Selected excerpt:
Republicans were gauging support for the plan in anticipation of a
Wednesday House vote that would extend the U.S. Treasury's authority
to borrow through March 2015. The Treasury has said a cash crunch
could start after February 27, when it expects to exhaust any
remaining borrowing capacity.
The proposal from U.S. House Speaker John Boehner came after weeks
of internal party struggle. It is not the "clean" debt limit
increase sought by President Barack Obama, but falls far short of
past Republican demands for deep spending cuts that have provoked
political standoffs and a partial government shutdown last October
that rattled financial markets.
But passage of the House leadership plan will likely need Democratic
support after a number of Republican lawmakers expressed skepticism
about the cost of the proposal.
Members of both parties have shown support for canceling the 1
percent reduction in cost-of-living increases for non-disabled
military retirees of working age that was approved only in December.
Earlier on Monday, the U.S. Senate voted 94-0 to advance a similar
measure past a procedural hurdle.

(Items listed in a dataset)
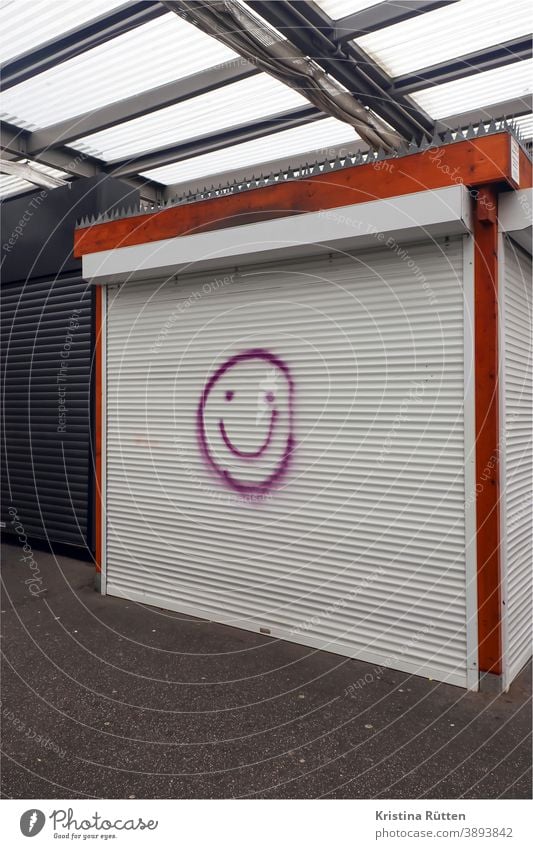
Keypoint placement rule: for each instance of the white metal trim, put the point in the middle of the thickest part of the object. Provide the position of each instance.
(103, 494)
(502, 468)
(443, 212)
(333, 646)
(472, 666)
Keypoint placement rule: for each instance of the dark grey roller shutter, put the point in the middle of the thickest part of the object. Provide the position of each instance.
(46, 351)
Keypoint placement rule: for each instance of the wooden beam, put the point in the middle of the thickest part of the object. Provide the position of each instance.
(487, 430)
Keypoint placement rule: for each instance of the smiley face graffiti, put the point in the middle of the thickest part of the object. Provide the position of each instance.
(245, 421)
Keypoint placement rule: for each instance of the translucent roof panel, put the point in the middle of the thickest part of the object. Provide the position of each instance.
(14, 185)
(31, 23)
(340, 8)
(247, 100)
(319, 135)
(156, 53)
(477, 91)
(446, 33)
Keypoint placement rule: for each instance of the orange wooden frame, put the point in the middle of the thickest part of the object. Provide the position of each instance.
(473, 162)
(483, 164)
(487, 430)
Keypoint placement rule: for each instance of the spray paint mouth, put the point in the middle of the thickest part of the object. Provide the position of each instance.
(249, 455)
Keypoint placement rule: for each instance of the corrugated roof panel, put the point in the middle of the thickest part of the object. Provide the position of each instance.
(477, 91)
(34, 22)
(319, 135)
(12, 185)
(156, 53)
(247, 100)
(446, 33)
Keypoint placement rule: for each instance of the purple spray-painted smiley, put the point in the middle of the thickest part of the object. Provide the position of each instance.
(225, 412)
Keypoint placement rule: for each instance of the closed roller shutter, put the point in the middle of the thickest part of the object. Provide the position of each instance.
(46, 359)
(357, 545)
(518, 480)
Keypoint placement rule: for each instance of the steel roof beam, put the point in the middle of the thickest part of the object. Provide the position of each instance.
(77, 41)
(312, 32)
(464, 66)
(141, 104)
(210, 142)
(381, 15)
(15, 143)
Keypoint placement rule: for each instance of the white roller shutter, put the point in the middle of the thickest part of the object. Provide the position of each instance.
(359, 548)
(518, 466)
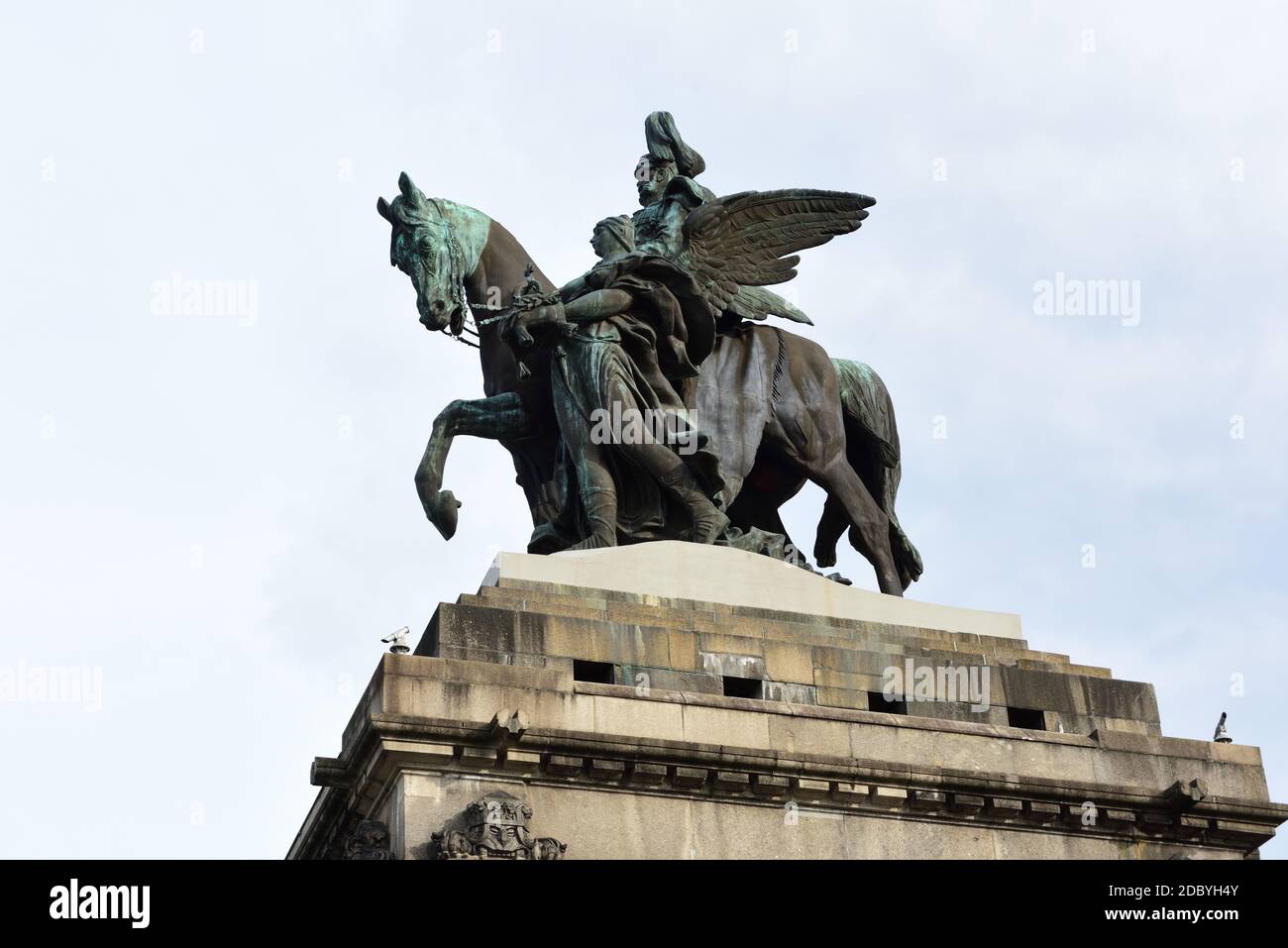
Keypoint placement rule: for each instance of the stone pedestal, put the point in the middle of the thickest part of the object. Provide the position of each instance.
(679, 700)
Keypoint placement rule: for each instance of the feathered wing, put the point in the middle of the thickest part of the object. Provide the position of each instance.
(758, 303)
(751, 239)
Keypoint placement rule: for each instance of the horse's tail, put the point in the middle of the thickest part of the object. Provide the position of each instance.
(872, 449)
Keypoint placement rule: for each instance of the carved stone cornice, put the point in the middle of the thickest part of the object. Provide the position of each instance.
(494, 827)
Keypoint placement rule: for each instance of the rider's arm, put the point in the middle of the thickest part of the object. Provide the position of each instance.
(597, 305)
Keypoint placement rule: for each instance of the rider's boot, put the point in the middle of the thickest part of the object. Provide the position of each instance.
(708, 520)
(600, 509)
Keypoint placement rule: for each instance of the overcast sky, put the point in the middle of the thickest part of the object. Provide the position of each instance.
(213, 514)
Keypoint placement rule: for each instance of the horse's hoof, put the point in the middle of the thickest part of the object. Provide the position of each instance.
(824, 557)
(442, 513)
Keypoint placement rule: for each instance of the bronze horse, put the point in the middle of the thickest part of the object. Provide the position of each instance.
(778, 410)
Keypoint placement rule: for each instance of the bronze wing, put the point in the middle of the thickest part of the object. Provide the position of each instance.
(752, 239)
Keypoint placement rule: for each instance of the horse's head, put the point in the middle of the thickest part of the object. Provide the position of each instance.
(425, 248)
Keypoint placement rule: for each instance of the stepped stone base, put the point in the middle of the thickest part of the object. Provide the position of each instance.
(621, 721)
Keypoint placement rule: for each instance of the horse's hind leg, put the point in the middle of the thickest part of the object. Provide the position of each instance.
(871, 526)
(831, 526)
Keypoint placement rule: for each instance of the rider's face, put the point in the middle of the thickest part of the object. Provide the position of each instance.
(651, 180)
(600, 243)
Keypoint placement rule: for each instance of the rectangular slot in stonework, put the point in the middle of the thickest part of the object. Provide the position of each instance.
(597, 673)
(737, 686)
(1025, 717)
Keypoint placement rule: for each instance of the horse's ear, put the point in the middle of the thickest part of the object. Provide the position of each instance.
(410, 192)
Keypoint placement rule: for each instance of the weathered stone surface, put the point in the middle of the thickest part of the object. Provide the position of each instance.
(664, 764)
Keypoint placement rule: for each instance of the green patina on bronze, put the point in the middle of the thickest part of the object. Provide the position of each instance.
(668, 326)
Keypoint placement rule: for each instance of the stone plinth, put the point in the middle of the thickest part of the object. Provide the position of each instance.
(630, 723)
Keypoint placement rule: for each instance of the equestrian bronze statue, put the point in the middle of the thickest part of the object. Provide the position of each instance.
(651, 398)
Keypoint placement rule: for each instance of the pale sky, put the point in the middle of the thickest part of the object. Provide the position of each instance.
(214, 515)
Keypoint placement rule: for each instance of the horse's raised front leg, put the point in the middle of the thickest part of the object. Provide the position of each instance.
(496, 417)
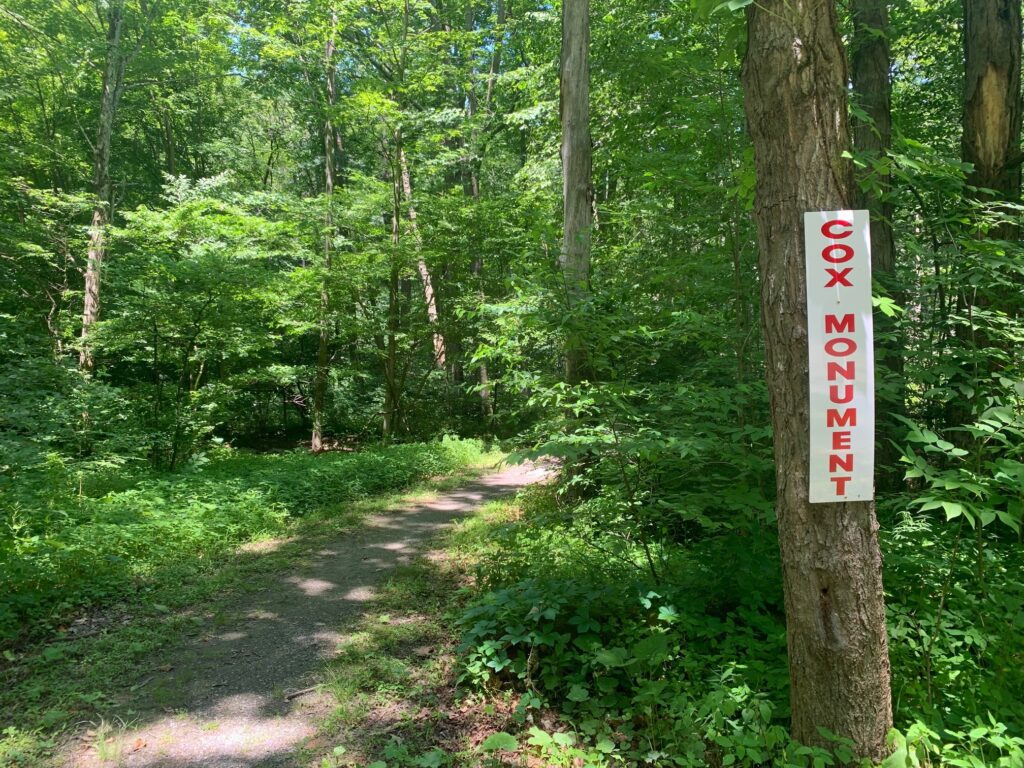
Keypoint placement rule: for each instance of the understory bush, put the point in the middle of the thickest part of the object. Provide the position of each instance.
(84, 550)
(690, 671)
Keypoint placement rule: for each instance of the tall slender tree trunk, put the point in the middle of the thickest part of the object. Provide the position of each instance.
(324, 342)
(869, 61)
(473, 186)
(578, 193)
(113, 87)
(992, 113)
(795, 94)
(991, 139)
(429, 297)
(392, 393)
(869, 74)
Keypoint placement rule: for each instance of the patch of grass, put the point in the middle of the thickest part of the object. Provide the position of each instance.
(395, 676)
(94, 675)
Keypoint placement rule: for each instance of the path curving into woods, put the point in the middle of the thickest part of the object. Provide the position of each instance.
(243, 695)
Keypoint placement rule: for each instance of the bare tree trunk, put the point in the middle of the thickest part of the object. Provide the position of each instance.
(429, 296)
(992, 95)
(113, 87)
(392, 393)
(795, 93)
(869, 74)
(992, 112)
(473, 169)
(577, 185)
(324, 343)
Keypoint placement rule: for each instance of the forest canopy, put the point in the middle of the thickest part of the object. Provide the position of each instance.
(232, 229)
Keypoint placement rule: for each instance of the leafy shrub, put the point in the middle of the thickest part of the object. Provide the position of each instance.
(93, 550)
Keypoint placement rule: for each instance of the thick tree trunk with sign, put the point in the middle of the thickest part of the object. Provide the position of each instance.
(794, 81)
(577, 186)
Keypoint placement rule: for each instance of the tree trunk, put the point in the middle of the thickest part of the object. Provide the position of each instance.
(869, 75)
(473, 187)
(324, 343)
(113, 87)
(795, 93)
(577, 186)
(992, 94)
(429, 296)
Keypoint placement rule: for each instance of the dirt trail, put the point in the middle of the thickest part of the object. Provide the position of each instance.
(224, 701)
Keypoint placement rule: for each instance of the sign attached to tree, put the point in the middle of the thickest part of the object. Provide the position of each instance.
(841, 355)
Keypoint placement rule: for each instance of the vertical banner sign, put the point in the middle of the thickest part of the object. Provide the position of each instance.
(841, 355)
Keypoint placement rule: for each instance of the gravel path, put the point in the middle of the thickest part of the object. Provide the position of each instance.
(223, 700)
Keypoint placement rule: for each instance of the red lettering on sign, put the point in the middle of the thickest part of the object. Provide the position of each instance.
(837, 418)
(837, 325)
(839, 278)
(841, 440)
(841, 347)
(841, 484)
(828, 228)
(834, 394)
(846, 253)
(837, 462)
(846, 370)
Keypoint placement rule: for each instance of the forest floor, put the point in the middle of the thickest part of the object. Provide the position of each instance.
(262, 684)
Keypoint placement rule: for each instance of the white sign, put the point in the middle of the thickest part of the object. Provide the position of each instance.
(841, 355)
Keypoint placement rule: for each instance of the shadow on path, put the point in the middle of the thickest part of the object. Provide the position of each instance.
(224, 701)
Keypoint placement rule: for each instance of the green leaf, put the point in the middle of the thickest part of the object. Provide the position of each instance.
(500, 741)
(578, 693)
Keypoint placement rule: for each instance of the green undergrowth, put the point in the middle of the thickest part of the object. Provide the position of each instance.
(685, 670)
(395, 676)
(181, 555)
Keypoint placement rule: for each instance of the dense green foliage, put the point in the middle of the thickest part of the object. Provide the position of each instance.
(60, 552)
(642, 600)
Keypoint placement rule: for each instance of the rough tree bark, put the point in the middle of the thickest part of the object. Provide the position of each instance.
(578, 189)
(113, 88)
(869, 74)
(795, 95)
(324, 342)
(429, 297)
(991, 139)
(869, 65)
(473, 177)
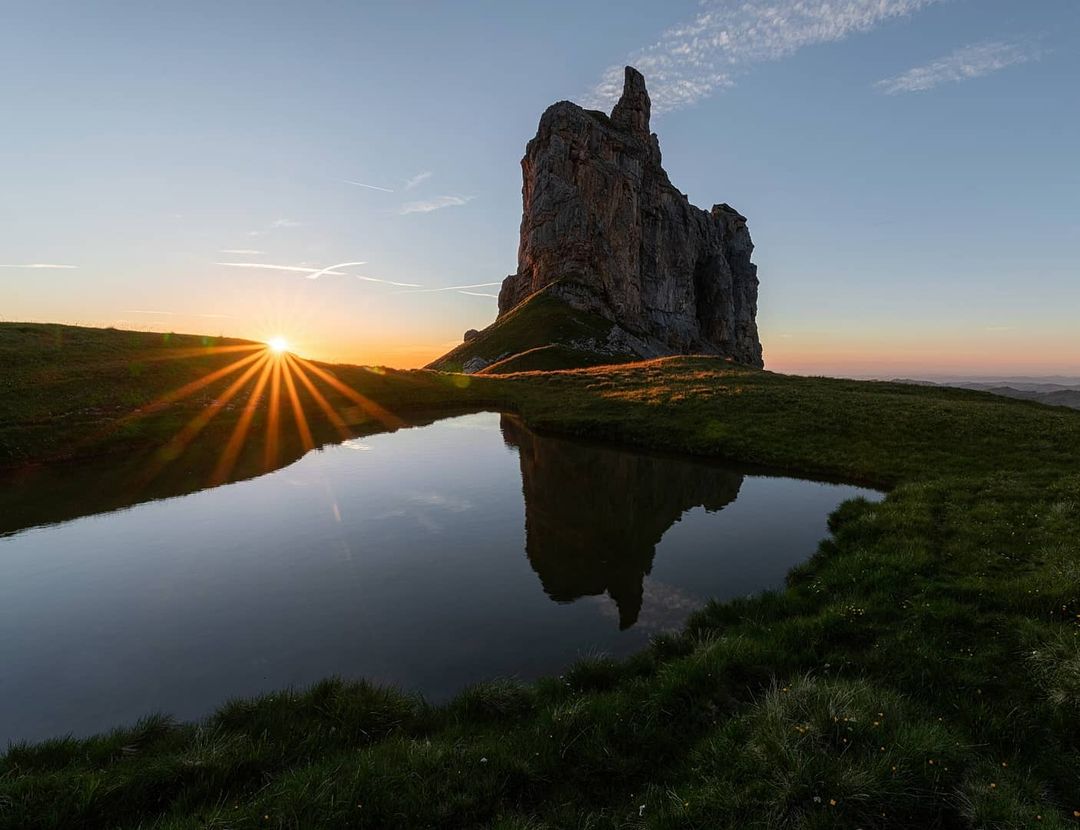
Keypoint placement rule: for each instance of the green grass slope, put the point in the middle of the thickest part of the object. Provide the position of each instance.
(920, 670)
(538, 334)
(69, 394)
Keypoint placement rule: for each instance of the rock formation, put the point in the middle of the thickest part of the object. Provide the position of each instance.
(605, 230)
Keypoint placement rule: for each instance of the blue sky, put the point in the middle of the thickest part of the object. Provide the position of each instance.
(908, 166)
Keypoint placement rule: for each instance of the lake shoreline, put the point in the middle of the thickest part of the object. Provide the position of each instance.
(918, 670)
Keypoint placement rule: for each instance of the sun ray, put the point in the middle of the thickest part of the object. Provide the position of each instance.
(189, 389)
(273, 418)
(199, 351)
(184, 437)
(298, 416)
(335, 419)
(379, 413)
(231, 451)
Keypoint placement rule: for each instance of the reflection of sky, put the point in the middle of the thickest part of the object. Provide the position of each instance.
(404, 565)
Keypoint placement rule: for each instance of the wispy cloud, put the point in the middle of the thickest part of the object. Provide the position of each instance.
(428, 205)
(269, 267)
(453, 288)
(388, 282)
(961, 65)
(369, 187)
(314, 273)
(275, 225)
(690, 62)
(311, 273)
(409, 184)
(40, 266)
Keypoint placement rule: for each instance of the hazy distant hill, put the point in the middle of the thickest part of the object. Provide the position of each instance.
(1049, 391)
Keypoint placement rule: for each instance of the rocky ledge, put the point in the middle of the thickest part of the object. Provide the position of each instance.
(605, 232)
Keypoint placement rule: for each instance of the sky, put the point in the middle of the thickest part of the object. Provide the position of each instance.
(909, 167)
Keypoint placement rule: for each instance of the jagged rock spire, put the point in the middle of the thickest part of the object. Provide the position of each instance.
(633, 109)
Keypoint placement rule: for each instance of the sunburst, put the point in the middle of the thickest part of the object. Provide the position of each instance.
(270, 375)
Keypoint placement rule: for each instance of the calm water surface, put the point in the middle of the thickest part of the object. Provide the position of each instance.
(429, 558)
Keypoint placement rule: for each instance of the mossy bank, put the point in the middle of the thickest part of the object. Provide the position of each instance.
(921, 669)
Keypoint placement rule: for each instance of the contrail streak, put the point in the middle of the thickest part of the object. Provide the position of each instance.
(369, 187)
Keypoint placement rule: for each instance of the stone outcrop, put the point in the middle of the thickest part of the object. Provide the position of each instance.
(604, 229)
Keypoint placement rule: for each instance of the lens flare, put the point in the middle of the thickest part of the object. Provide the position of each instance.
(278, 344)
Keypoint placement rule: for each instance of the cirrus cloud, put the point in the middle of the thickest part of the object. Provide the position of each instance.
(690, 62)
(426, 206)
(962, 64)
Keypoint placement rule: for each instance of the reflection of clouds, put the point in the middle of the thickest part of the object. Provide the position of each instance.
(449, 503)
(664, 608)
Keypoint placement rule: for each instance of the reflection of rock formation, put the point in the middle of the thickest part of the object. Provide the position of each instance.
(594, 515)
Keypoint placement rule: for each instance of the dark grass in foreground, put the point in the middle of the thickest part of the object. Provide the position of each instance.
(922, 669)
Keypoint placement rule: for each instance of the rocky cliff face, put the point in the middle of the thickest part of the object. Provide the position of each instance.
(604, 229)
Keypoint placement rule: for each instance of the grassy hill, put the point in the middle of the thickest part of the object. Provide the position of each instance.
(920, 670)
(540, 334)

Goal: According to the debt-limit excerpt, until when would the planned Wednesday House vote extend the U.S. Treasury's authority to borrow?

Written solution: Through March 2015.